- Extract:
******************************
Confederate Veteran
June 1905

VIVID WAR EXPERIENCES AT RIPLEY, MISS.

[C. M. Cole, of Memphis, Tenn., sends a letter written by his mother to "Cousin Blanche" in Franklin, Tenn. It was never seen by the person to whom addressed.]

RIPLEY, MISS., November 2, 1862.

My Dear Cousin Blanche: While sitting here by the fire this quiet, calm, holy Sabbath morning (how unlike the stormy days so lately passed!) it occurred to me to redeem the promise I made in my last to mother that I would write to you next. I avail myself of the thought with some comfort, if not with gladness; for, O cousin, I have so much to tell. Just one short year ago the month of October was made a happy one to us by your and our dear mother’s visit. A bitter contrast, indeed, the month just past presents. We little thought then that our quiet, isolated little town would be the theater of war, with every one of its grim horrors enacted in detail here in our midst, except an actual battle, and within the sound of hundreds of cannon. It is a long and sad story, cousin, and I close my eyes and press my bewildered head in the effort to bring back sense enough to enable me to tell it to you. You have no doubt heard and seen from the papers of our attempt upon Corinth and its miserable failure. "The half has never been told you," cousin; and it never will be told, for it would take every drop of the blood that has been poured out like water and a page as broad as the blue sky itself to write and contain a true history of the wrongs endured by this unhappy people. I can tell only what we have seen and suffered. I wrote mother a long letter, or sort of journal, giving some account of our experiences the past summer. Though bad enough, it was as but a tame preface to what has followed; and to relieve myself, at the risk of boring you with a long, stupid letter, I must tell you the whole story. The unhappy events of the last five weeks have so burned into my heart and brain that it will be a relief to tell somebody. I can yet thank God, though peace and liberty are no longer ours, we yet possess our lives and usual health.
******************************
- Region pointing records:

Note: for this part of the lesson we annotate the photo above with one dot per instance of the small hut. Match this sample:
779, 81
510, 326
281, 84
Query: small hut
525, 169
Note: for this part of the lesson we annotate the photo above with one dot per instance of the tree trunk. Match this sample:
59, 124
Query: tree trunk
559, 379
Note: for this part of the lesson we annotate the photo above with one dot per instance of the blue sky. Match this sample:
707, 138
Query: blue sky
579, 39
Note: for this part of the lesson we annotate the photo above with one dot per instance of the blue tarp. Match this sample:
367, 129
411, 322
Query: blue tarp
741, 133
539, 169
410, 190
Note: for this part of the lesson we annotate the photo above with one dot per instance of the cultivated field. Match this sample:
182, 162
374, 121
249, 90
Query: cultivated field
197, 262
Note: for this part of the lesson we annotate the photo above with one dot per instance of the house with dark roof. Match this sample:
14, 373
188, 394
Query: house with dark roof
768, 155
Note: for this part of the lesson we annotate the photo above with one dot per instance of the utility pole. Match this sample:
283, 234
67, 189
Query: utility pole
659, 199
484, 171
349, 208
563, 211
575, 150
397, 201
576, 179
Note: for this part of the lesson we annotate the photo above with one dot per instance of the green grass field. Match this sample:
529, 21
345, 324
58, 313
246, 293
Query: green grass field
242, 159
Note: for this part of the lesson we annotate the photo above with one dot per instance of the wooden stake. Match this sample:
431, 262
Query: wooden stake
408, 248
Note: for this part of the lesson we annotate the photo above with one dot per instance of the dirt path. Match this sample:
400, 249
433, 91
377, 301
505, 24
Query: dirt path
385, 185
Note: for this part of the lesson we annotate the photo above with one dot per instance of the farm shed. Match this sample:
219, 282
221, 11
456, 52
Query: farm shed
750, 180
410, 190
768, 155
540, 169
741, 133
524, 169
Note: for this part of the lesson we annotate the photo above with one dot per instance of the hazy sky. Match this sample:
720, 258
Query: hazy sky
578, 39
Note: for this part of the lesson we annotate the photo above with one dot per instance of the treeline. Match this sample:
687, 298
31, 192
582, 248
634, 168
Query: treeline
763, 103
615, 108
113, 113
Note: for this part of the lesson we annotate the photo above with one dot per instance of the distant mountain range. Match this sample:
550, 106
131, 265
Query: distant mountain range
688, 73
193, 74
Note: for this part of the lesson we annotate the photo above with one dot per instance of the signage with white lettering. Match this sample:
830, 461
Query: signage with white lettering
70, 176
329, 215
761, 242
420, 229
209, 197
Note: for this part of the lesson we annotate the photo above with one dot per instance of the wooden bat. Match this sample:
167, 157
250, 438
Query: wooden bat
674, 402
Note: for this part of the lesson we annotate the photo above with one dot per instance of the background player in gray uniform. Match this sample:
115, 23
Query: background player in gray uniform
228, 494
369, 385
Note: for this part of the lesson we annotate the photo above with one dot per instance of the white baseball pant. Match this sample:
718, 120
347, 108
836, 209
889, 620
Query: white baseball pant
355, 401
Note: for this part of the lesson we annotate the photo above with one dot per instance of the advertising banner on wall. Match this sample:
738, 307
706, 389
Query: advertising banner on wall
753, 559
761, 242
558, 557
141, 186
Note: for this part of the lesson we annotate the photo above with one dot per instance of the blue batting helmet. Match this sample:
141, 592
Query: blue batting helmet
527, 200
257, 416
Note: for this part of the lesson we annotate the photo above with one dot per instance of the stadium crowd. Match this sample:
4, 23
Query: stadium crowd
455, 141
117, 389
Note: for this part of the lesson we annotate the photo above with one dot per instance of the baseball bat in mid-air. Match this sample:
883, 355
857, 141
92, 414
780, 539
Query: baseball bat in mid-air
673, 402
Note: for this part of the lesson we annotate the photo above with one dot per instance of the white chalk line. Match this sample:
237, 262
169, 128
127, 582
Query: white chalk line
******************************
- The task:
Answer these questions about the Ripley letter:
1. In what town does the introductory note place Cousin Blanche?
2. What place does the letter name as the target of an attempt that ended in "miserable failure"?
3. How many weeks of unhappy events does the writer say have burned into heart and brain?
Rely only on the text itself.

- Exercise result:
1. Franklin, Tenn.
2. Corinth
3. Five